WHAT TO PRODUCE: Take the line that has "Annotation task — tag each instance of the distant" in it and every line after it to the end of the entries, and reproduce them exactly.

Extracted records

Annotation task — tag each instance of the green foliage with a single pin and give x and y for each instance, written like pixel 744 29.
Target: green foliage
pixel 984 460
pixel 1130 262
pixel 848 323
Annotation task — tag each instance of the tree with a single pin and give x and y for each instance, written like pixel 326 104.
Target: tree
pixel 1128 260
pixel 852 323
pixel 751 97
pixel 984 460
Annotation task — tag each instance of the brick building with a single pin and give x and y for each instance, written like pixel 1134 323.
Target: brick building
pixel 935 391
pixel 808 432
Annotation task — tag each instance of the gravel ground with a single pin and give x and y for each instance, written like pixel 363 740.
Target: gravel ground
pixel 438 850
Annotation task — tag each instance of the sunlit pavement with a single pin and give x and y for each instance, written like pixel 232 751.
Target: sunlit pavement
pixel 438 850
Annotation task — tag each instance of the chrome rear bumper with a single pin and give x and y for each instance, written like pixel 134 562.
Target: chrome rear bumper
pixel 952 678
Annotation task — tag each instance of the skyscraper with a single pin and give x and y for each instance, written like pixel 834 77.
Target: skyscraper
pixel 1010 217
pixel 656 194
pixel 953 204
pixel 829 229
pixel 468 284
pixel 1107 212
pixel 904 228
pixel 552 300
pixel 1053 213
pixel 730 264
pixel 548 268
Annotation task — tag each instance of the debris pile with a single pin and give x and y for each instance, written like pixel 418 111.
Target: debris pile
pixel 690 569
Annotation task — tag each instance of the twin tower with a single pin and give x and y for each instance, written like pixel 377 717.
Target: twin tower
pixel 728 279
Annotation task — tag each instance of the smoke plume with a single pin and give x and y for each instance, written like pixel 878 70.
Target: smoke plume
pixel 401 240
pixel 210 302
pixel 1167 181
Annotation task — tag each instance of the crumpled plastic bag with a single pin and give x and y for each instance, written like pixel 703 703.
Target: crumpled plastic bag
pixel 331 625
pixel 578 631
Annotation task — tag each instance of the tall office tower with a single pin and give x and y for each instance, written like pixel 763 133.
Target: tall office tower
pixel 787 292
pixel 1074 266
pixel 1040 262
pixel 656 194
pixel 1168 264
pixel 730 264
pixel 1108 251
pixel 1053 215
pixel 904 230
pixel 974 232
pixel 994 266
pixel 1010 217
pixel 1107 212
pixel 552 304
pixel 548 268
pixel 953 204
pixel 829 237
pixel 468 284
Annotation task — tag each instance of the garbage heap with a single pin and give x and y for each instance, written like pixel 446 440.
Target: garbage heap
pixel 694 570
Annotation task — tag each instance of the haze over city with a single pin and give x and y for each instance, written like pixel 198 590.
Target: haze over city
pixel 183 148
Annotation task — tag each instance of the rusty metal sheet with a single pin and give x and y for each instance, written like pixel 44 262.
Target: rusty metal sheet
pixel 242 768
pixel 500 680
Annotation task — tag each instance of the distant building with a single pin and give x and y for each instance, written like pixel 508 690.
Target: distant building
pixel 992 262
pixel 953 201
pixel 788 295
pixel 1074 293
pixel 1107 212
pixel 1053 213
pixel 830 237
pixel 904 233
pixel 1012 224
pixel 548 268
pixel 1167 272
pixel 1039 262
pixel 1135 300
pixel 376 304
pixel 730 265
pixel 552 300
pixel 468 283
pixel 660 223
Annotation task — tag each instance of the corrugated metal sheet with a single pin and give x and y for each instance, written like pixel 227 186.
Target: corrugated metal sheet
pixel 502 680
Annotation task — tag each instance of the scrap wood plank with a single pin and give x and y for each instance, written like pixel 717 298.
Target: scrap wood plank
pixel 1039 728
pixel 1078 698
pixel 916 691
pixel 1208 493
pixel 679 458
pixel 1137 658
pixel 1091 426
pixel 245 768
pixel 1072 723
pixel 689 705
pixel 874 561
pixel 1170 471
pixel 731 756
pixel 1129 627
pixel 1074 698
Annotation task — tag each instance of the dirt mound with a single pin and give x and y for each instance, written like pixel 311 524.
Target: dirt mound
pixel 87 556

OUTPUT OF THE EXERCISE:
Annotation task — tag each instance of the distant building with a single pin and give x and y for each instance, written like pixel 508 690.
Target: distant building
pixel 992 262
pixel 953 201
pixel 788 295
pixel 1074 293
pixel 1107 212
pixel 1053 213
pixel 830 237
pixel 904 233
pixel 1012 224
pixel 548 268
pixel 1167 272
pixel 1039 262
pixel 1135 300
pixel 376 304
pixel 730 265
pixel 552 300
pixel 468 283
pixel 660 223
Annotation task — tag each instance of the corrugated metal sheet with a single pin and give x and y for each instance, written like pixel 227 186.
Target: corrugated metal sheet
pixel 502 680
Annotation task — tag each instance of the scrap wood plank with a single pin and give x and y for each instance, written like pixel 717 298.
Target: scrap wood plank
pixel 1039 728
pixel 1078 698
pixel 916 691
pixel 1208 493
pixel 679 458
pixel 1137 658
pixel 1091 426
pixel 245 768
pixel 1072 723
pixel 689 705
pixel 874 561
pixel 1170 471
pixel 731 756
pixel 1129 627
pixel 1074 698
Annotation task — tag each instance of the dirt mound with a single pin and give x and y for each instance, written like pixel 311 524.
Target: dirt mound
pixel 87 556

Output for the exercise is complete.